Ah, gotcha, thank you for laying this out! In which case yes, any vmalloc
that occurred while an isolated CPU was NOHZ-FULL can be an issue if said
CPU accesses it during early entry;

> Actually, I think this would mean that your optimization is disallowed
> at least on arm64 - I'm not sure about the exact wording, but arm64
> has a "break before make" rule that forbids conflicting writable
> address translations or something like that.
>

On the bright side of things, arm64 is not as bad as x86 when it comes to
IPI'ing isolated CPUs :-) I'll add that to my notes, thanks!

> (I said "until you run out of virtual memory in the vmap region", but
> that's not actually true - see the comment above lazy_max_pages() for
> an explanation of the actual heuristic. You might be able to tune that
> a bit if you'd be significantly happier with less frequent
> interruptions, or something along those lines.)
Valentin Schneider Jan. 17, 2025, 5 p.m. UTC | #6
On 17/01/25 17:11, Uladzislau Rezki wrote:
> On Fri, Jan 17, 2025 at 04:25:45PM +0100, Valentin Schneider wrote:
>> On 14/01/25 19:16, Jann Horn wrote:
>> > On Tue, Jan 14, 2025 at 6:51 PM Valentin Schneider <vschneid@redhat.com> wrote:
>> >> vunmap()'s issued from housekeeping CPUs are a relatively common source of
>> >> interference for isolated NOHZ_FULL CPUs, as they are hit by the
>> >> flush_tlb_kernel_range() IPIs.
>> >>
>> >> Given that CPUs executing in userspace do not access data in the vmalloc
>> >> range, these IPIs could be deferred until their next kernel entry.
>> >>
>> >> Deferral vs early entry danger zone
>> >> ===================================
>> >>
>> >> This requires a guarantee that nothing in the vmalloc range can be vunmap'd
>> >> and then accessed in early entry code.

───

▸ **Problems to work on**
#1 In the vmalloc TLB flush thread, what rule does arm64 have that forbids conflicting writable address translations?
#2 In the vmalloc TLB flush thread, switch "heuristic" to "policy" and give the passage from "On the bright" up to and including "along those lines.)".
#3 Resume the vmalloc TLB flush thread from the point where it stops.

▸ **Supplied data**
───

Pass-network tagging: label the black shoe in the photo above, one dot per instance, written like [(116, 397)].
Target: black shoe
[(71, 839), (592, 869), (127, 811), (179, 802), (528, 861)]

───

▸ **The replies**
#1 A "break before make" rule.

#2
On the bright side of things, arm64 is not as bad as x86 when it comes to
IPI'ing isolated CPUs :-) I'll add that to my notes, thanks!

> (I said "until you run out of virtual memory in the vmap region", but
> that's not actually true - see the comment above lazy_max_pages() for
> an explanation of the actual policy. You might be able to tune that
> a bit if you'd be significantly happier with less frequent
> interruptions, or something along those lines.)

#3
>> >
>> > In other words, it needs a guarantee that no vmalloc allocations that
>> > have been created in the vmalloc region while the CPU was idle can
>> > then be accessed during early entry, right?
>>
>> I'm not sure if that would be a problem (not an mm expert, please do
>> correct me) - looking at vmap_pages_range(), flush_cache_vmap() isn't
>> deferred anyway.
>>
>> So after vmapping something, I wouldn't expect isolated CPUs to have
>> invalid TLB entries for the newly vmapped page.
>>
>> However, upon vunmap'ing something, the TLB flush is deferred, and thus
>> stale TLB entries can and will remain on isolated CPUs, up until they
>> execute the deferred flush themselves (IOW for the entire duration of the
>> "danger zone").
>>
>> Does that make sense?
>>
> Probably i am missing something and need to have a look at your patches,
> but how do you guarantee that no-one map same are that you defer for TLB
> flushing?
>

That's the cool part: I don't :')

For deferring instruction patching IPIs, I (well Josh really) managed to
get instrumentation to back me up and catch any problematic area.

I looked into getting something similar for vmalloc region access in
.noinstr code, but I didn't get anywhere. I even tried using emulated
watchpoints on QEMU to watch the whole vmalloc range, but that went about
as well as you could expect.

That left me with staring at code. AFAICT the only vmap'd thing that is
accessed during early entry is the task stack (CONFIG_VMAP_STACK), which
itself cannot be freed until the task exits - thus can't be subject to
invalidation when a task is entering kernelspace.

If you have any tracing/instrumentation suggestions, I'm all ears (eyes?).

> As noted by Jann, we already defer a TLB flushing by backing freed areas
> until certain threshold and just after we cross it we do a flush.
>
> --
> Uladzislau Rezki
Uladzislau Rezki Jan. 20, 2025, 11:15 a.m. UTC | #7
On Fri, Jan 17, 2025 at 06:00:30PM +0100, Valentin Schneider wrote:
> On 17/01/25 17:11, Uladzislau Rezki wrote:
> > On Fri, Jan 17, 2025 at 04:25:45PM +0100, Valentin Schneider wrote:
> >> On 14/01/25 19:16, Jann Horn wrote:
> >> > On Tue, Jan 14, 2025 at 6:51 PM Valentin Schneider <vschneid@redhat.com> wrote:
> >> >> vunmap()'s issued from housekeeping CPUs are a relatively common source of
> >> >> interference for isolated NOHZ_FULL CPUs, as they are hit by the
> >> >> flush_tlb_kernel_range() IPIs.
> >> >>
> >> >> Given that CPUs executing in userspace do not access data in the vmalloc
> >> >> range, these IPIs could be deferred until their next kernel entry.
> >> >>
> >> >> Deferral vs early entry danger zone
> >> >> ===================================
> >> >>
> >> >> This requires a guarantee that nothing in the vmalloc range can be vunmap'd
> >> >> and then accessed in early entry code.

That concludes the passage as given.